# Work to do
Update the records below so that every "one instance per line" reads "each on its own line", leaving the rest unchanged. Omit the pictures from your version.

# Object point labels
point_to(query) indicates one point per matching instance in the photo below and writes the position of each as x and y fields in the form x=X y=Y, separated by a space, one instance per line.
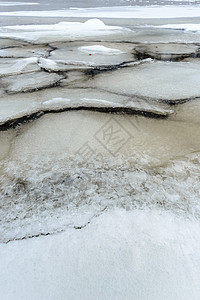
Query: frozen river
x=99 y=150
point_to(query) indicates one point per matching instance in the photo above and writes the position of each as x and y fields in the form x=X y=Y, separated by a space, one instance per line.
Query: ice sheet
x=187 y=27
x=168 y=81
x=122 y=255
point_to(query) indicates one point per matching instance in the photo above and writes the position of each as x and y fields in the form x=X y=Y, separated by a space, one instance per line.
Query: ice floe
x=168 y=51
x=167 y=81
x=24 y=51
x=148 y=254
x=15 y=107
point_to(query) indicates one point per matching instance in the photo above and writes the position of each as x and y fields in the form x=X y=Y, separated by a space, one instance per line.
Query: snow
x=34 y=81
x=141 y=254
x=17 y=3
x=16 y=67
x=100 y=49
x=62 y=31
x=187 y=27
x=144 y=12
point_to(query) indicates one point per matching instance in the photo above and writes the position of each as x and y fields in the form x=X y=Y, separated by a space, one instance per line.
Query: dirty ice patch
x=99 y=49
x=140 y=12
x=63 y=31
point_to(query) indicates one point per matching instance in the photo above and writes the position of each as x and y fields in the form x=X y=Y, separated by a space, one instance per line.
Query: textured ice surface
x=188 y=27
x=124 y=188
x=167 y=51
x=17 y=106
x=170 y=81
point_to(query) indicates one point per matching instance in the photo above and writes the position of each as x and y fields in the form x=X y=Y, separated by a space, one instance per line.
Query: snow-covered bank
x=62 y=31
x=6 y=3
x=144 y=12
x=140 y=255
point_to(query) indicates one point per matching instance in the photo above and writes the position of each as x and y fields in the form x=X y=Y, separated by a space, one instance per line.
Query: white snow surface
x=17 y=3
x=141 y=12
x=100 y=49
x=60 y=32
x=141 y=254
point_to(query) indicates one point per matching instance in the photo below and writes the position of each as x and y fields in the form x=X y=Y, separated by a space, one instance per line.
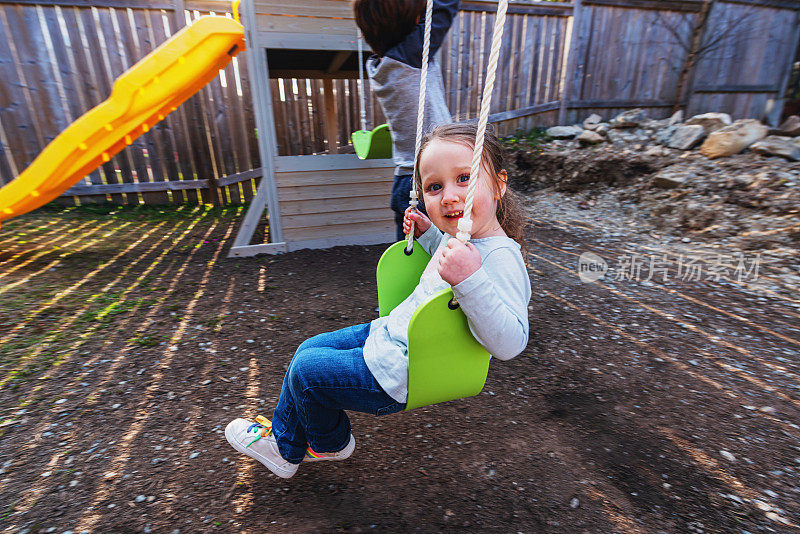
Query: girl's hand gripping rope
x=459 y=261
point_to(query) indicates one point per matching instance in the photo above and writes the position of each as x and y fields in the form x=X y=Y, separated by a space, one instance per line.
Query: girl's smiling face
x=445 y=174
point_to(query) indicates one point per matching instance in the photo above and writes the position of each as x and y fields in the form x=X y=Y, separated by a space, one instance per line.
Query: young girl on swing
x=365 y=367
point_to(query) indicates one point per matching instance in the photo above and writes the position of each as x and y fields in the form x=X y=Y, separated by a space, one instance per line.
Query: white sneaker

# Task solution
point_to(query) indicates one point per matching instance in the photo below and writes the position of each as x and y fields in the form x=X y=Y, separated by a space, each on its own line.
Query: frozen river
x=99 y=150
point_to(query) indicates one point per matching instance in the photo above and writes the position of each as x and y fields in the form x=X y=Y, separated by a space, each on its own line.
Query: ice sheet
x=187 y=27
x=168 y=81
x=122 y=255
point_to(query) indicates one point per matching instance in the photo above and writes the position of each as x and y fields in the form x=X y=Y, separated by a space, each on its own line.
Query: ice floe
x=168 y=51
x=167 y=81
x=24 y=51
x=148 y=254
x=15 y=107
point_to(query) indicates one point per matching instance in the photo above and writes the position of each as x and y fields in the form x=X y=Y, separated by a space, each on its own line.
Query: snow
x=34 y=81
x=141 y=254
x=17 y=3
x=16 y=67
x=100 y=49
x=62 y=31
x=187 y=27
x=144 y=12
point_to(query) indicates one point per matching instance in the photo above and writes the position of each as x and y fields in the form x=X y=Y, separated by a space, each on its own line.
Query: dirty ice patch
x=99 y=49
x=140 y=12
x=63 y=31
point_to(query) indicates one point per matching instance in the photo above and writes the position of each as x and y fields in the form x=X y=Y, separated by a space, each on its own line.
Query: textured ice surface
x=188 y=27
x=124 y=188
x=167 y=51
x=17 y=106
x=170 y=81
point_to(query) indicates one point per matching instance in the photo above and writes the position of each as x and y fields in the form x=X y=Y, separated by a space, each on its own line.
Query: snow-covered bank
x=62 y=31
x=6 y=3
x=144 y=12
x=140 y=255
point_to(query) indicates one point per matching instance in the photo above and writes the position of each as x and y fields in the form x=X y=Y, separated by a space, each on its own line.
Query: white snow surface
x=17 y=3
x=141 y=12
x=100 y=49
x=60 y=32
x=141 y=254
point_to(query) indicates one point per matching instance in the photo below and writes the position of each as x and y fields in the form x=X y=Y, separated by a space, each on its own line.
Query: girl's hand gripping rope
x=459 y=261
point_to(query) indicates one point per matching instance in the photo above and writes the position of each as x and y fields in the form x=X y=Y, separated by a space, each on its own line.
Query: girl's smiling face
x=445 y=174
point_to(query) indicates one point per matching instance in the photo above and writes the position of each as x and y fields in the form x=X y=Y, separated by a space, each on its own line.
Query: young girl on swing
x=365 y=367
point_to(query) indicates one point per matching instance in the photo above and writes the position of each as x and y fields in the form x=X y=Y, separated by a space, each on its own line.
Query: white sneaker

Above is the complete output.